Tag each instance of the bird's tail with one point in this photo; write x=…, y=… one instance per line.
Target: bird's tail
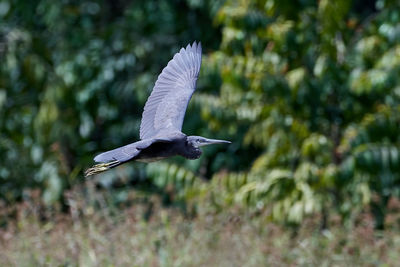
x=101, y=167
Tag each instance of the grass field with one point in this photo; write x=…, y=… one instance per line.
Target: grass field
x=152, y=235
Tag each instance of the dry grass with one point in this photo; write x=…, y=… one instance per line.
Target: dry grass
x=111, y=237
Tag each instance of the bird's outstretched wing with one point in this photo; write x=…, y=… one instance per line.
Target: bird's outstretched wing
x=165, y=109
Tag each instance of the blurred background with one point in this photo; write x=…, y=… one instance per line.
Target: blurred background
x=307, y=91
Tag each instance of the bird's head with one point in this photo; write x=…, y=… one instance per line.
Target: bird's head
x=198, y=141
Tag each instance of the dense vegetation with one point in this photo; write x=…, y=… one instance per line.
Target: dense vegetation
x=308, y=91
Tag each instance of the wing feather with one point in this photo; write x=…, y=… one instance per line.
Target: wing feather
x=165, y=109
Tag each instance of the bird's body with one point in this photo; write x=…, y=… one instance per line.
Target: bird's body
x=160, y=129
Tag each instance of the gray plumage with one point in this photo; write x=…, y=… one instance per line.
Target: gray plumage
x=163, y=115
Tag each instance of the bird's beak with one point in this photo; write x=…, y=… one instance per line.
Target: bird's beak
x=214, y=141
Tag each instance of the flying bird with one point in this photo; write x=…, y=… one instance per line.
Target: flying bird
x=161, y=126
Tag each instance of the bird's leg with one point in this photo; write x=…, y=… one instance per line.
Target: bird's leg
x=101, y=167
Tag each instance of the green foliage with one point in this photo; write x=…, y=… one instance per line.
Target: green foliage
x=308, y=91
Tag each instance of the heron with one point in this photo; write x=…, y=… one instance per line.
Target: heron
x=161, y=125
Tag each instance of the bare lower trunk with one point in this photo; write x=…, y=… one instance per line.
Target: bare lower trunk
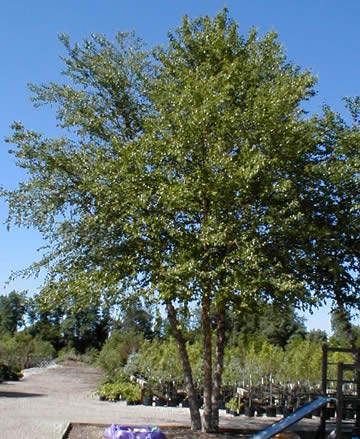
x=218, y=366
x=207, y=425
x=189, y=384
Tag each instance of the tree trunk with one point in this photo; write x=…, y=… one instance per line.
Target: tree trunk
x=218, y=366
x=207, y=425
x=189, y=384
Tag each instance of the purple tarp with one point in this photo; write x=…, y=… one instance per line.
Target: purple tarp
x=133, y=432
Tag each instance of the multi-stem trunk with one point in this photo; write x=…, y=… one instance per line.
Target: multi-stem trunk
x=188, y=380
x=218, y=365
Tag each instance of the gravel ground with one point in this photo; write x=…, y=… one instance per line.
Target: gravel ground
x=42, y=404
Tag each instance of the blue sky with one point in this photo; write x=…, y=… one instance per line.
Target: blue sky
x=321, y=35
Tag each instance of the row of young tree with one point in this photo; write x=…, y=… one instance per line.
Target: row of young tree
x=192, y=176
x=273, y=344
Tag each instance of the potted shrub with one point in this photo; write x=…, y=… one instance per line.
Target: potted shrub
x=232, y=406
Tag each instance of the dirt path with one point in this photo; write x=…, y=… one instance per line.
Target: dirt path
x=46, y=400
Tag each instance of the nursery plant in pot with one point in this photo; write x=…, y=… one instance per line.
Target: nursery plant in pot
x=232, y=406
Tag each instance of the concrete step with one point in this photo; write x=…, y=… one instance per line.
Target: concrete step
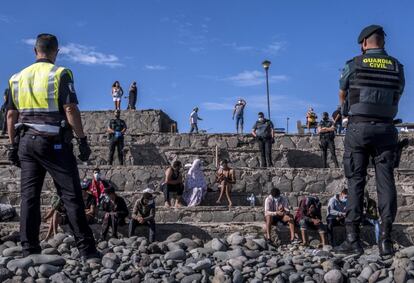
x=235, y=214
x=292, y=182
x=402, y=233
x=293, y=151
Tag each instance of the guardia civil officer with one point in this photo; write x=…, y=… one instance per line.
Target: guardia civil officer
x=371, y=84
x=117, y=128
x=326, y=130
x=263, y=131
x=43, y=112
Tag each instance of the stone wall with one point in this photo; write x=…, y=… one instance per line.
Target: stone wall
x=294, y=183
x=140, y=121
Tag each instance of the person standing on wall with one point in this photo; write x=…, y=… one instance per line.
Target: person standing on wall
x=132, y=97
x=238, y=112
x=263, y=131
x=117, y=128
x=117, y=93
x=42, y=113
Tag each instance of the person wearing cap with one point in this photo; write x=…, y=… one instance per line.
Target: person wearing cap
x=371, y=85
x=263, y=131
x=311, y=118
x=42, y=116
x=194, y=120
x=326, y=130
x=116, y=211
x=144, y=214
x=239, y=113
x=116, y=130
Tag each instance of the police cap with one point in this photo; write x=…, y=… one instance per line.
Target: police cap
x=368, y=31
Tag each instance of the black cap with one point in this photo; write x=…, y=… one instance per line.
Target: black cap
x=368, y=31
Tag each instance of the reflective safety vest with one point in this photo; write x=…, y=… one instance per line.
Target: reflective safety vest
x=35, y=92
x=376, y=86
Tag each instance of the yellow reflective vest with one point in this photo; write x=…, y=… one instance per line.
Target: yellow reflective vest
x=35, y=92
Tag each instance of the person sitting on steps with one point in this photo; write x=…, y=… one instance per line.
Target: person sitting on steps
x=309, y=216
x=277, y=210
x=173, y=184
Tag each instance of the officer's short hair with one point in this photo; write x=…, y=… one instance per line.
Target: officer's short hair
x=176, y=164
x=275, y=192
x=46, y=43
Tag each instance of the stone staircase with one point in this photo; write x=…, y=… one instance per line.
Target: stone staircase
x=149, y=148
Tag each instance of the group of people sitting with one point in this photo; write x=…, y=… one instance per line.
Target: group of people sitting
x=192, y=189
x=103, y=205
x=309, y=216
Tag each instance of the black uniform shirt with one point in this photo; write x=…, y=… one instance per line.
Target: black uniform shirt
x=67, y=93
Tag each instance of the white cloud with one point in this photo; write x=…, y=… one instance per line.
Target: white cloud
x=271, y=49
x=155, y=67
x=217, y=106
x=85, y=55
x=254, y=78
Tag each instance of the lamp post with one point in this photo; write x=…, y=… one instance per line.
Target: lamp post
x=266, y=65
x=287, y=125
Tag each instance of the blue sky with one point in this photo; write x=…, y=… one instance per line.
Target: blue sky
x=186, y=53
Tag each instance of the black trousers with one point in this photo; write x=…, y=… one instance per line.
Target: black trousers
x=133, y=225
x=331, y=223
x=39, y=155
x=265, y=147
x=132, y=100
x=327, y=143
x=117, y=143
x=362, y=141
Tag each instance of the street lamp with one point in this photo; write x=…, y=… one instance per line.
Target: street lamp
x=266, y=65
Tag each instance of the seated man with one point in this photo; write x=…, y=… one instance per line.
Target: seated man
x=96, y=186
x=371, y=214
x=336, y=213
x=226, y=179
x=308, y=216
x=277, y=210
x=90, y=205
x=144, y=214
x=173, y=184
x=116, y=211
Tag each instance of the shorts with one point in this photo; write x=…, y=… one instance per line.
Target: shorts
x=278, y=219
x=307, y=224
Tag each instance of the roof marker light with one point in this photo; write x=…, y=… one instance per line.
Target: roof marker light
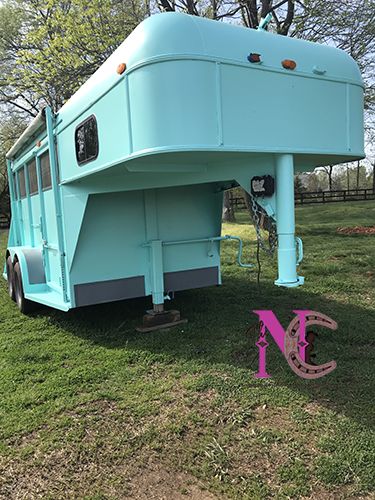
x=289, y=64
x=253, y=57
x=121, y=68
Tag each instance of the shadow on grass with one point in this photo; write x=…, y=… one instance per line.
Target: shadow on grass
x=217, y=336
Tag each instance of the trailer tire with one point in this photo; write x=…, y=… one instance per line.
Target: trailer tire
x=10, y=278
x=24, y=305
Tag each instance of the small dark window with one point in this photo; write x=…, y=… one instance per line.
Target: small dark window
x=21, y=182
x=45, y=170
x=86, y=139
x=33, y=179
x=14, y=182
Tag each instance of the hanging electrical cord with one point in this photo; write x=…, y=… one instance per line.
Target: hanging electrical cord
x=261, y=220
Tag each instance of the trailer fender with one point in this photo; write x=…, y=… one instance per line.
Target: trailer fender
x=32, y=266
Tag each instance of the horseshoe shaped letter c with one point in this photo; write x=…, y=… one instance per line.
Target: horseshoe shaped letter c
x=291, y=353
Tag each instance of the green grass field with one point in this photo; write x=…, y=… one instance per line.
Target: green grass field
x=91, y=409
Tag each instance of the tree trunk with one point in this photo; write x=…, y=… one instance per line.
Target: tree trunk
x=228, y=212
x=358, y=167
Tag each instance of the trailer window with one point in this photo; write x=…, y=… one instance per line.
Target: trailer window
x=86, y=141
x=33, y=179
x=21, y=182
x=45, y=171
x=14, y=182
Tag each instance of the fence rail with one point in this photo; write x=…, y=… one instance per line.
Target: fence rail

━━━━━━━━

TASK STATEMENT
Only lines containing the string "fence" are needed. Pull each of them out of the records above.

SOLUTION BELOW
Tag each instance of the fence rail with one point in this photo; write x=…, y=… one instance per line.
Target: fence rail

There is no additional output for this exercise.